# Job
Edit the rows from the line containing "point_to SHOULD mark one point per instance of the jharokha" through the line containing "pixel 555 243", inclusive, by replacing "instance" with "occurrence". Return only those lines, with nothing else changed.

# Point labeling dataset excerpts
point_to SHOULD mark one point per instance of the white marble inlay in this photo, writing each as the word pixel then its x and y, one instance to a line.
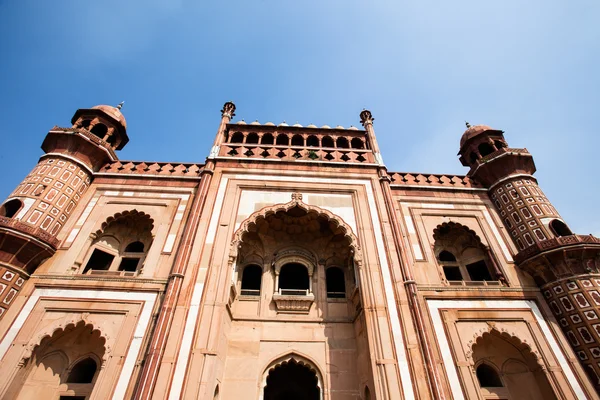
pixel 169 243
pixel 134 345
pixel 437 205
pixel 417 251
pixel 436 305
pixel 186 343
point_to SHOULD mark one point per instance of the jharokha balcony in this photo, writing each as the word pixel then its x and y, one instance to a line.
pixel 296 143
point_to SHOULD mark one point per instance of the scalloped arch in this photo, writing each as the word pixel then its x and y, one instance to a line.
pixel 140 215
pixel 297 358
pixel 510 337
pixel 59 328
pixel 454 225
pixel 284 207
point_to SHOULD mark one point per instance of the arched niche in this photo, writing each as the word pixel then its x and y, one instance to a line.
pixel 61 361
pixel 297 360
pixel 520 371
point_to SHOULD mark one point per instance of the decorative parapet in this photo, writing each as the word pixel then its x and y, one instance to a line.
pixel 294 304
pixel 90 136
pixel 153 168
pixel 450 181
pixel 30 230
pixel 554 243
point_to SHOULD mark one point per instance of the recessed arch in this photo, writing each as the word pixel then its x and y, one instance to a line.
pixel 250 223
pixel 559 228
pixel 297 358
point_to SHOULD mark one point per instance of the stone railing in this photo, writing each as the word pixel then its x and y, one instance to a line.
pixel 502 150
pixel 452 181
pixel 153 168
pixel 93 138
pixel 31 230
pixel 293 153
pixel 554 243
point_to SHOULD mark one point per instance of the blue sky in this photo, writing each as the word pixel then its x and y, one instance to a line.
pixel 422 67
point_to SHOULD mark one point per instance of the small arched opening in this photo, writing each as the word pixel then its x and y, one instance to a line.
pixel 336 283
pixel 252 138
pixel 292 381
pixel 297 140
pixel 237 137
pixel 488 376
pixel 267 138
pixel 559 228
pixel 357 144
pixel 485 149
pixel 473 157
pixel 99 130
pixel 327 141
pixel 342 143
pixel 312 141
pixel 294 280
pixel 251 280
pixel 83 372
pixel 11 208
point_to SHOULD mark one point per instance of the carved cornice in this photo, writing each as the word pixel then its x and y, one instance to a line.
pixel 30 230
pixel 555 243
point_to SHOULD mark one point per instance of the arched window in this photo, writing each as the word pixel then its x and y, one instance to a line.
pixel 49 375
pixel 282 140
pixel 312 141
pixel 294 280
pixel 560 228
pixel 83 372
pixel 461 254
pixel 473 158
pixel 252 138
pixel 297 140
pixel 327 141
pixel 99 130
pixel 357 143
pixel 342 143
pixel 336 283
pixel 488 377
pixel 131 257
pixel 267 139
pixel 485 149
pixel 251 280
pixel 445 255
pixel 121 245
pixel 237 137
pixel 11 208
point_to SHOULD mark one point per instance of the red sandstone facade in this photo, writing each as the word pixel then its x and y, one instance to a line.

# Task solution
point_to SHOULD mark one point per occurrence of the jharokha balcony in this photo, writing each as the word pixel then its x and y, one occurrence to a line.
pixel 296 143
point_to SHOULD mark one point per occurrence of the scalloped arch in this photo, writing each as the word pixel then its x and y, one occurrence to a line.
pixel 140 215
pixel 297 358
pixel 510 337
pixel 59 328
pixel 454 225
pixel 284 207
point_to SHOULD mark one point per occurrence of the arched niche in this photo, writing each as the word pixel then its x and y, one occurrence to a line.
pixel 61 361
pixel 297 360
pixel 520 371
point_to SHOULD mark one point per occurrence of the decorative parapet in this photo, writing each as the word pixel then its x and y, one occurrence to a line.
pixel 294 304
pixel 90 136
pixel 153 168
pixel 450 181
pixel 30 230
pixel 554 243
point_to SHOULD mark one point per occurrence of the recessed arch in this photo, writing each as the word pixel then its x and y, one occurrence to a line.
pixel 250 223
pixel 559 228
pixel 297 358
point_to SHOULD mark one point per occurrence of the stone railing in this photo, writing each as the word pixel then its x and y, one occurrence to a line.
pixel 502 150
pixel 452 181
pixel 153 168
pixel 93 138
pixel 31 230
pixel 293 153
pixel 554 243
point_to SHOULD mark one point per occurrence of the blue sky in this photo, writing each as the word pixel then its x and y, one occurrence to a line.
pixel 422 67
point_to SHOULD mark one point per occurrence of the small arched opening in this photo, writing each as the word pixel then its x and y, one occurrence to a line.
pixel 336 283
pixel 252 138
pixel 292 381
pixel 297 140
pixel 237 137
pixel 488 376
pixel 267 138
pixel 559 228
pixel 357 144
pixel 485 149
pixel 473 157
pixel 99 130
pixel 327 141
pixel 342 143
pixel 312 141
pixel 294 280
pixel 251 280
pixel 83 372
pixel 11 208
point_to SHOULD mark one point per occurrence of the carved cornice in this photo, writing each as the word pixel then its x and y, one occurrence to a line.
pixel 30 230
pixel 555 243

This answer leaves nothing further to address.